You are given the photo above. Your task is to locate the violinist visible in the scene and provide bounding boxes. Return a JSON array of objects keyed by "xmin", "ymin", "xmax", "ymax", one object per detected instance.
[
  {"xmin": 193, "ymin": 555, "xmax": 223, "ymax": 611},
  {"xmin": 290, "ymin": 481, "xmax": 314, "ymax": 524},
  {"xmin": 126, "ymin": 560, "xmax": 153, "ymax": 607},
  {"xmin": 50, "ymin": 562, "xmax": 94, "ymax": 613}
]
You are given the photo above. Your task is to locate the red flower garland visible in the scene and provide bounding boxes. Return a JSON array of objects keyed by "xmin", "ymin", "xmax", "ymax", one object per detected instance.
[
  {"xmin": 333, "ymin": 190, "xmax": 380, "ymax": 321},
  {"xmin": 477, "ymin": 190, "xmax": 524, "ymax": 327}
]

════

◆ WHAT YOU HAVE TO DO:
Can you reproduce all of the material above line by line, keeping every character unchanged?

◆ EXPECTED OUTPUT:
You are given the photo above. Your task is to locate the violinist visible in the scene and provide bounding boxes. Return a JSON array of objects keyed by "xmin", "ymin", "xmax", "ymax", one object per detected instance.
[
  {"xmin": 193, "ymin": 555, "xmax": 223, "ymax": 611},
  {"xmin": 290, "ymin": 481, "xmax": 314, "ymax": 524},
  {"xmin": 126, "ymin": 560, "xmax": 153, "ymax": 607},
  {"xmin": 50, "ymin": 562, "xmax": 94, "ymax": 613}
]
You are given the photo above. Your task is to locate the red flower garland visible in the scene and provide bounding boxes. Return a JSON array of objects keyed by "xmin", "ymin", "xmax", "ymax", one object per detected instance.
[
  {"xmin": 333, "ymin": 190, "xmax": 380, "ymax": 321},
  {"xmin": 477, "ymin": 190, "xmax": 524, "ymax": 327}
]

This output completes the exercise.